WHAT THE TASK REQUIRES – Every entry below should be written out again exactly.

___ PROVIDED MATERIAL

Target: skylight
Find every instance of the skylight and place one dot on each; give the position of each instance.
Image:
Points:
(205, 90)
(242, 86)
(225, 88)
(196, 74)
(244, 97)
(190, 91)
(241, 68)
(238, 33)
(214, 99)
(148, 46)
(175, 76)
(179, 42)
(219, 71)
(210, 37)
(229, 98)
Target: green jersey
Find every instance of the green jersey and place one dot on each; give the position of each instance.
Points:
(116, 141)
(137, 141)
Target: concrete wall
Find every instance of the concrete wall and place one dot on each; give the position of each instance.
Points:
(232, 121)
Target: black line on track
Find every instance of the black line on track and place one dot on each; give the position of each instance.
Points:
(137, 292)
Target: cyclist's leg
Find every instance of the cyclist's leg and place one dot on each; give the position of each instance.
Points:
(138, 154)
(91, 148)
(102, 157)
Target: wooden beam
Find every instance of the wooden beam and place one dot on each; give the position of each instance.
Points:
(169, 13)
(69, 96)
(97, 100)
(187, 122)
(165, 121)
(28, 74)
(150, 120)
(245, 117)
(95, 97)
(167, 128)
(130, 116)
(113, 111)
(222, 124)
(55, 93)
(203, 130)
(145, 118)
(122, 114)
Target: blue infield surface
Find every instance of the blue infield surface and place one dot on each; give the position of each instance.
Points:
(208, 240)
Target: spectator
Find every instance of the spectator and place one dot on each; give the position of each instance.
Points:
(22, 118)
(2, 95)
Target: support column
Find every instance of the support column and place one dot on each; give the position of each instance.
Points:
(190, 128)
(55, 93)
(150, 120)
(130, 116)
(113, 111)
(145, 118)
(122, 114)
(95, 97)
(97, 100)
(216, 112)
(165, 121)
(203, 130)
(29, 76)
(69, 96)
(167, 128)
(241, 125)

______

RESULT OF THE TASK –
Target: skylight
Find every instance of the skylight and place one dot on each; give the position of each instance.
Image:
Points:
(205, 90)
(242, 86)
(225, 88)
(196, 74)
(244, 97)
(190, 91)
(241, 68)
(238, 33)
(214, 99)
(148, 46)
(175, 76)
(179, 42)
(219, 71)
(210, 37)
(229, 98)
Target: green jersey
Find every instance of the green jersey and place one dot on each; give the position of each instance.
Points:
(116, 141)
(137, 141)
Target: concrete wall
Find every instance of the concrete wall and place one dot on each; give the position of each instance.
Points:
(232, 121)
Target: black line on track
Find every instance of the black line on track and place one dot on each; give the position of each instance.
Points:
(137, 292)
Target: cyclist's leg
Find every instance of the cyclist's leg and place one dot on each; give the position of each instance.
Points:
(138, 154)
(91, 148)
(102, 157)
Target: wooden beam
Find every instance of the wooden beam and place one dot on each; give the position of each instance.
Points:
(169, 13)
(69, 96)
(97, 100)
(187, 122)
(165, 121)
(28, 74)
(150, 120)
(245, 117)
(95, 97)
(167, 128)
(130, 116)
(113, 111)
(222, 124)
(55, 93)
(203, 130)
(145, 118)
(122, 114)
Target: blue infield surface
Find every instance of the blue infield surface and place one dot on each; give the position of each instance.
Points:
(208, 240)
Target: spectator
Find every instance of the spectator and place one dot on each; give the position of each instance.
Points:
(22, 118)
(2, 95)
Target: support column
Find every instance of the support column and place one dot on each; give the position of each instance.
Points:
(190, 128)
(55, 93)
(150, 120)
(130, 116)
(113, 111)
(145, 118)
(122, 114)
(95, 97)
(97, 100)
(216, 112)
(165, 121)
(203, 130)
(29, 76)
(69, 96)
(167, 128)
(241, 125)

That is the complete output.